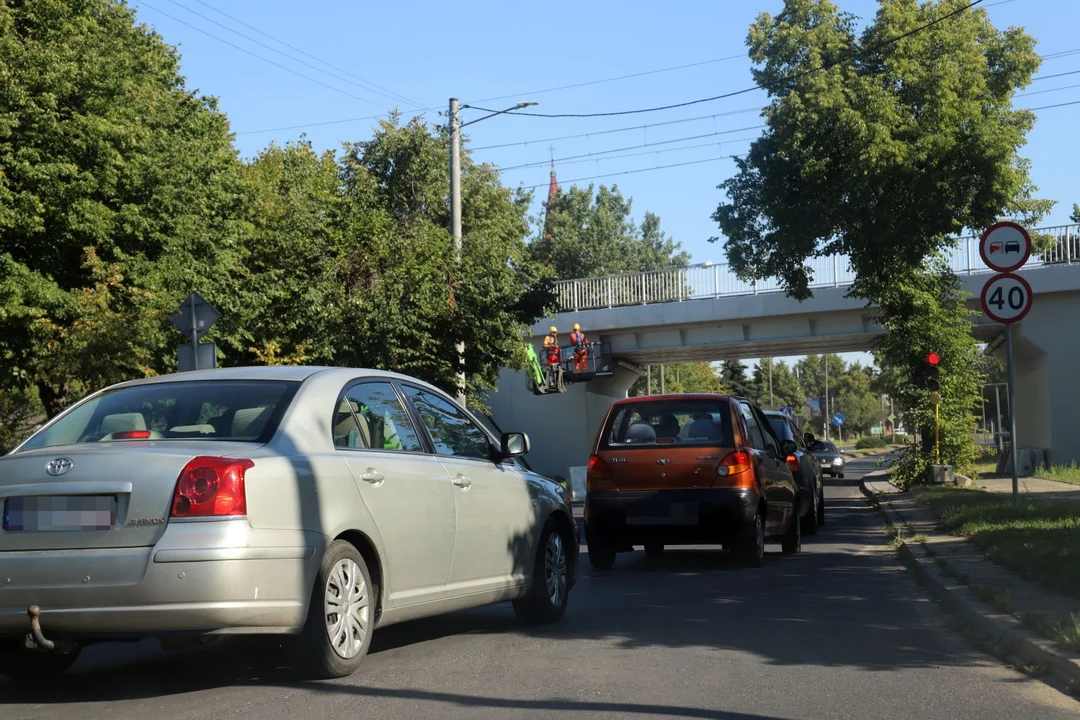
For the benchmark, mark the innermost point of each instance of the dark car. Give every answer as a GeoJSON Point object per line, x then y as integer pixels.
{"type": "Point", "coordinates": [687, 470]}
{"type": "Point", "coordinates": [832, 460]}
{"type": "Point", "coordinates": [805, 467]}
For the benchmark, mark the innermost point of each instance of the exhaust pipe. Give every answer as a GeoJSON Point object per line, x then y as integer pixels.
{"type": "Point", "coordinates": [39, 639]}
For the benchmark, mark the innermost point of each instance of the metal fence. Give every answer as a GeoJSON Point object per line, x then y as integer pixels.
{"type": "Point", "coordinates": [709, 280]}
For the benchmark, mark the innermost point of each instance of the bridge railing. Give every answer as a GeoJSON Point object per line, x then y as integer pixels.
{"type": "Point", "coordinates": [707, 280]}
—————
Turn the lines above into a JSON list of strings, one string per line, skipping blank lines and leaving out the pictures.

§ Result of the task:
[
  "For the benchmark, mark the innermost point of each instance of the dark car. Give every answer as a GeoJSON Point object per line, x then y as integer pixels.",
  "{\"type\": \"Point\", \"coordinates\": [687, 470]}",
  "{\"type\": \"Point\", \"coordinates\": [832, 460]}",
  "{\"type\": \"Point\", \"coordinates\": [805, 467]}",
  "For the benchmark, mark the innermost point of each instance of the exhaust pipe. Give every answer as a GeoJSON Point object per line, x then y as integer pixels.",
  "{\"type\": \"Point\", \"coordinates\": [39, 639]}",
  "For the benchmark, mark the innermost point of each instance of the metal fence. Give every answer as a GeoJSON Point object per line, x then y as integer pixels.",
  "{\"type\": \"Point\", \"coordinates\": [709, 280]}",
  "For the benchmark, mark the innermost point of each instance of the bridge railing. Give every answer as a GeoJSON Point object per line, x then y as integer pixels.",
  "{\"type\": \"Point\", \"coordinates\": [707, 280]}"
]